Exactly the lines from the line containing "Where can you spot the blue sky" through the last line of the entries below should appear in the answer, reproduced verbatim.

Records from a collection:
'''
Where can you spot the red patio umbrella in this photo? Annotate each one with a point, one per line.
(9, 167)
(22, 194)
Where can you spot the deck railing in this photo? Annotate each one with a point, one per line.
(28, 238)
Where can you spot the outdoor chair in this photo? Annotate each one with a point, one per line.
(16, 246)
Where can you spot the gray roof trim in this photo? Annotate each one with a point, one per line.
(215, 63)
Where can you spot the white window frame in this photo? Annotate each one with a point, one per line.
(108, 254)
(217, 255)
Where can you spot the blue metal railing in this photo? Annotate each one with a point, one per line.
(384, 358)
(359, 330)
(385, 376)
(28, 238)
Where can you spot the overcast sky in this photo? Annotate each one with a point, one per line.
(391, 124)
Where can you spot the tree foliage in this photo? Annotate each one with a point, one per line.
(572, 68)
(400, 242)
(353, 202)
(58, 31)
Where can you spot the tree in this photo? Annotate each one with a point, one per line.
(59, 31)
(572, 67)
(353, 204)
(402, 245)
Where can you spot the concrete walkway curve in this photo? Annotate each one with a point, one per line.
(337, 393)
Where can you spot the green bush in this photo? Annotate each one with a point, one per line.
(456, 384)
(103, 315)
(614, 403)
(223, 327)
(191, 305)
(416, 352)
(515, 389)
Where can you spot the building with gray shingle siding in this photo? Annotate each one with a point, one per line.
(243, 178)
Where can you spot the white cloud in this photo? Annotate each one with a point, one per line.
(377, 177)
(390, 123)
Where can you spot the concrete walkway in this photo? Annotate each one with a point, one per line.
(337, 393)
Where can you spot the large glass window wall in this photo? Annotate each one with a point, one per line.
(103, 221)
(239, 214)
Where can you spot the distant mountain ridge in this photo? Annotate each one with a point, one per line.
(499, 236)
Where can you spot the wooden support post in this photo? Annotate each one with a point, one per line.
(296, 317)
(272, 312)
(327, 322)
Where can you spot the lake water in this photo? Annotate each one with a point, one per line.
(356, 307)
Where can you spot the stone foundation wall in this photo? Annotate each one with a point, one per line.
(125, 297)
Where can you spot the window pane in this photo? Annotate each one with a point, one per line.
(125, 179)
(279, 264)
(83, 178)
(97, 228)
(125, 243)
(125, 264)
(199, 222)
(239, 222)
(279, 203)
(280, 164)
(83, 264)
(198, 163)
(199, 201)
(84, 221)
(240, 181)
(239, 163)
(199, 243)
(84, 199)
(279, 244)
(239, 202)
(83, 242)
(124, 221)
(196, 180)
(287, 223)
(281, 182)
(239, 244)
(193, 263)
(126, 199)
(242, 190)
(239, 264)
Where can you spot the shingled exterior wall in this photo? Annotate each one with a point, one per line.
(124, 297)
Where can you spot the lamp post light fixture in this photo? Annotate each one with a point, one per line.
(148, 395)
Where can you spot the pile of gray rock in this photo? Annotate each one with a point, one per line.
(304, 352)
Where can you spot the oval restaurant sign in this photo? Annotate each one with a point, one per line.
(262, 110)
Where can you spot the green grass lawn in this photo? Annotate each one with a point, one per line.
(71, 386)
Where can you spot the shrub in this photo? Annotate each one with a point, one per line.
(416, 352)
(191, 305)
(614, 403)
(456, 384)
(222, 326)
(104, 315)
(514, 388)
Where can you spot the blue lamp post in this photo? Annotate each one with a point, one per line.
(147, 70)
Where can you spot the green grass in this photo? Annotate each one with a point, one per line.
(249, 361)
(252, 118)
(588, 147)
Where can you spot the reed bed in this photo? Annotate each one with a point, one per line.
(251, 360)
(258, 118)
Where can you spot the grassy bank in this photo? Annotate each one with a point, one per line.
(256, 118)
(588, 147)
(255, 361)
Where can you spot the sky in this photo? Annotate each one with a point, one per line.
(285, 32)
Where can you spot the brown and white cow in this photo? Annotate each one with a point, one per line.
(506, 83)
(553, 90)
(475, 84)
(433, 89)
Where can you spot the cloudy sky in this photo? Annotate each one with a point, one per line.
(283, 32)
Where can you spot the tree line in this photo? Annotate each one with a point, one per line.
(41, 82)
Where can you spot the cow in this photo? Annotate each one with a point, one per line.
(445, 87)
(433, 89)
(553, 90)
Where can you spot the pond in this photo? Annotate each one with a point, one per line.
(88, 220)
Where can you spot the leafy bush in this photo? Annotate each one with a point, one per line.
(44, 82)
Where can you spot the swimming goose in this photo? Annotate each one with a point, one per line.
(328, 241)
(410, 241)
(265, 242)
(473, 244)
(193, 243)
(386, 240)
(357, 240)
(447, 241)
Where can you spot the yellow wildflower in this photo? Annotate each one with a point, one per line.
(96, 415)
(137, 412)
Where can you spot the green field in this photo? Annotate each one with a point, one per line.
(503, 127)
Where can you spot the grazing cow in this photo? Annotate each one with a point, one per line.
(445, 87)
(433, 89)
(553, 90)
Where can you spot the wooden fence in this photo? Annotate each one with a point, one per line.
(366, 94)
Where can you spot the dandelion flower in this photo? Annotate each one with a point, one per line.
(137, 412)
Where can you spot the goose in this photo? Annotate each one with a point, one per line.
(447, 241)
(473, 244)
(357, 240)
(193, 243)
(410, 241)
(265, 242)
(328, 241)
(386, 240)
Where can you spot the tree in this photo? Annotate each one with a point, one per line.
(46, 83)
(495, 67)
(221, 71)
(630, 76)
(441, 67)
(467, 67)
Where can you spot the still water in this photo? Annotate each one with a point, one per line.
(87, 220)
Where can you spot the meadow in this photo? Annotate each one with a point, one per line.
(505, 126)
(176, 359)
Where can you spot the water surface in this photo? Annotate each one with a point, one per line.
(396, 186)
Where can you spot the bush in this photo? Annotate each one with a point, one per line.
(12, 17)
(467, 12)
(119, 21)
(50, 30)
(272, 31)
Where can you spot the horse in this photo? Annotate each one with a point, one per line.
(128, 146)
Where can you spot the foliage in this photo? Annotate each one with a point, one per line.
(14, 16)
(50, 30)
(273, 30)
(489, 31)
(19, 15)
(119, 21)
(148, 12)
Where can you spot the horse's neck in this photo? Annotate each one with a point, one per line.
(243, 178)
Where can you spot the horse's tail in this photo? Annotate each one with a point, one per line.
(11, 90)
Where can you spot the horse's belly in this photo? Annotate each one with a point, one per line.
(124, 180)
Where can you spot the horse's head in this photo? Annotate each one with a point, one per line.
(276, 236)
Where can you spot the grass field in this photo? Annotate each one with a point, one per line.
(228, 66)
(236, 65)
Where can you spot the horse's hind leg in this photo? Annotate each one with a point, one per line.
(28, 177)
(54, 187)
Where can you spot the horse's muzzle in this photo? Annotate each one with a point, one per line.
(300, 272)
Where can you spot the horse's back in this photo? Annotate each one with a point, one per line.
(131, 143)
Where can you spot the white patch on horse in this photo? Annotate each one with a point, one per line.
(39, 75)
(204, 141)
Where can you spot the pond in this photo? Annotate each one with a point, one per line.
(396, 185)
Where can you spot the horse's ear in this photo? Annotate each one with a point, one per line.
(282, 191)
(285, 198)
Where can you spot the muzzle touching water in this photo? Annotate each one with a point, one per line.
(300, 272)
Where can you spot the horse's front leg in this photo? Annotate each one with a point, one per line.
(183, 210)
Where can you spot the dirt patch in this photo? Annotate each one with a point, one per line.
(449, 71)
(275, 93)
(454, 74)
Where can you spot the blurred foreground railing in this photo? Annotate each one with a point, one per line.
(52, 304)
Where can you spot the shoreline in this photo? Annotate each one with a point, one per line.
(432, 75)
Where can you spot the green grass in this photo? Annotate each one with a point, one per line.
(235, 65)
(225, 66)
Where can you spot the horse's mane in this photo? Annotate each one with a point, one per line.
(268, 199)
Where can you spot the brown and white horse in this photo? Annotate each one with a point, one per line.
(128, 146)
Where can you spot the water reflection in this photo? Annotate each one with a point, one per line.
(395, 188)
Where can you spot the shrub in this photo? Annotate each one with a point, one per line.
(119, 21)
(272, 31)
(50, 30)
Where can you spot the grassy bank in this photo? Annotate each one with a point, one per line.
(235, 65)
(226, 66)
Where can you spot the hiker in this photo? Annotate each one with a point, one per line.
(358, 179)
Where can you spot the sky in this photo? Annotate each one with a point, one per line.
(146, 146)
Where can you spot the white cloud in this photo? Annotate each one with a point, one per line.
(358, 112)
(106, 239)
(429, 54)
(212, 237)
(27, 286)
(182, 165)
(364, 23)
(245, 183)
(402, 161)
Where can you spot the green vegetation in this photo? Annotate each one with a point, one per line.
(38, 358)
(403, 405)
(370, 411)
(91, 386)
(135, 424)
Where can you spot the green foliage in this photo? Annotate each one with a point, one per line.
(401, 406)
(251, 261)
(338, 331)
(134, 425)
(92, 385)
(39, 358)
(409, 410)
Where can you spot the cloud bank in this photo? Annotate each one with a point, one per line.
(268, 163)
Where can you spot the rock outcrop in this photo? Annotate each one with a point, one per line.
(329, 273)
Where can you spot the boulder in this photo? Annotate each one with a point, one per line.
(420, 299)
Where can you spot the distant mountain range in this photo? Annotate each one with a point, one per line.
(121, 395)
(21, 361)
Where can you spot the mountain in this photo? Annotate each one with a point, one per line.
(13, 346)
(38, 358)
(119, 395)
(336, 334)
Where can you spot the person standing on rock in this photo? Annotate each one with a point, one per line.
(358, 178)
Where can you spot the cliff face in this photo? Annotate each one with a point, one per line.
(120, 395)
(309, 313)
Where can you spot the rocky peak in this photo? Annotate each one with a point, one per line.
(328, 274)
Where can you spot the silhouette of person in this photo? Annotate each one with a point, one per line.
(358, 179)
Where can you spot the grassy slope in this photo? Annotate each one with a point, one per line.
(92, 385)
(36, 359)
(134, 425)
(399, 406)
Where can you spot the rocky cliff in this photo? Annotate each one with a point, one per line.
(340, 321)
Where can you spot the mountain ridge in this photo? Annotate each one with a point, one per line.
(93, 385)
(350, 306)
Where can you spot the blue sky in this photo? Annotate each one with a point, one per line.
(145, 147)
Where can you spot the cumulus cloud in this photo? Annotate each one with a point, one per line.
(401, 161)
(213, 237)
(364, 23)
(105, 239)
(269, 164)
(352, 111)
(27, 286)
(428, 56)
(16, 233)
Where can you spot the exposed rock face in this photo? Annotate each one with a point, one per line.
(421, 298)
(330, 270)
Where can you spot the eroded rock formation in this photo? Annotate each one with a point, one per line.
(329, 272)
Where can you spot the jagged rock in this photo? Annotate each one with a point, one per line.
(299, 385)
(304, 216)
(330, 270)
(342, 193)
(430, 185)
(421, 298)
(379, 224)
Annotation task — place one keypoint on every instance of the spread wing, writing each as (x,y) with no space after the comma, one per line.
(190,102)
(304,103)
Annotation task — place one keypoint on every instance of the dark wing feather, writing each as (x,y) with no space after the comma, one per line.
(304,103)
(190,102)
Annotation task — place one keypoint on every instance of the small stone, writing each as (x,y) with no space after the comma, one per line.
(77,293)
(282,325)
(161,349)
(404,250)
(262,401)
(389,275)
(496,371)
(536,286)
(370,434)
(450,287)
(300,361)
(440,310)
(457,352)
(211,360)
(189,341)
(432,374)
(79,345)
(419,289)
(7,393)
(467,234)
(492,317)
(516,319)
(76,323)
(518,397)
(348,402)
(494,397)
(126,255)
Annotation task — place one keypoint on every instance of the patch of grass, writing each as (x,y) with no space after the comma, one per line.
'''
Solved problem:
Where can you spot the blue sky in this photo? Annotate each one with a point, one per line.
(145, 147)
Where can you spot the cumulus cloud in this photo? Annotate each one with a point, one per line.
(401, 161)
(213, 237)
(364, 23)
(105, 239)
(269, 164)
(352, 111)
(27, 286)
(428, 56)
(16, 233)
Where can you spot the exposed rock face in this photo? Annotate each one with a point, one per line.
(421, 298)
(330, 270)
Where can you spot the eroded rock formation in this photo? Annotate each one with a point, one per line.
(329, 272)
Where can you spot the jagged rock in this photo? Annotate each one with a point, one per line.
(299, 385)
(304, 216)
(330, 270)
(342, 193)
(430, 185)
(421, 298)
(379, 224)
Annotation task — place one keypoint on every instance of the spread wing, writing each as (x,y) with no space after the comma, one per line.
(190,102)
(304,103)
Annotation task — place one keypoint on every instance of the dark wing feather, writing each as (x,y) with no space after the comma, one per line.
(304,103)
(190,102)
Annotation task — place one keypoint on every instance of the small stone, writing each as (x,y) with no space after the comma, one per line.
(77,293)
(282,325)
(161,349)
(404,250)
(262,401)
(389,275)
(496,371)
(536,286)
(370,434)
(450,287)
(300,361)
(440,310)
(457,352)
(211,360)
(189,341)
(432,374)
(79,345)
(419,289)
(7,393)
(467,234)
(492,317)
(516,319)
(76,323)
(518,397)
(348,402)
(494,397)
(126,255)
Annotation task — place one keypoint on every instance of the patch of grass, writing each as (x,y) with no space after the comma, one per line.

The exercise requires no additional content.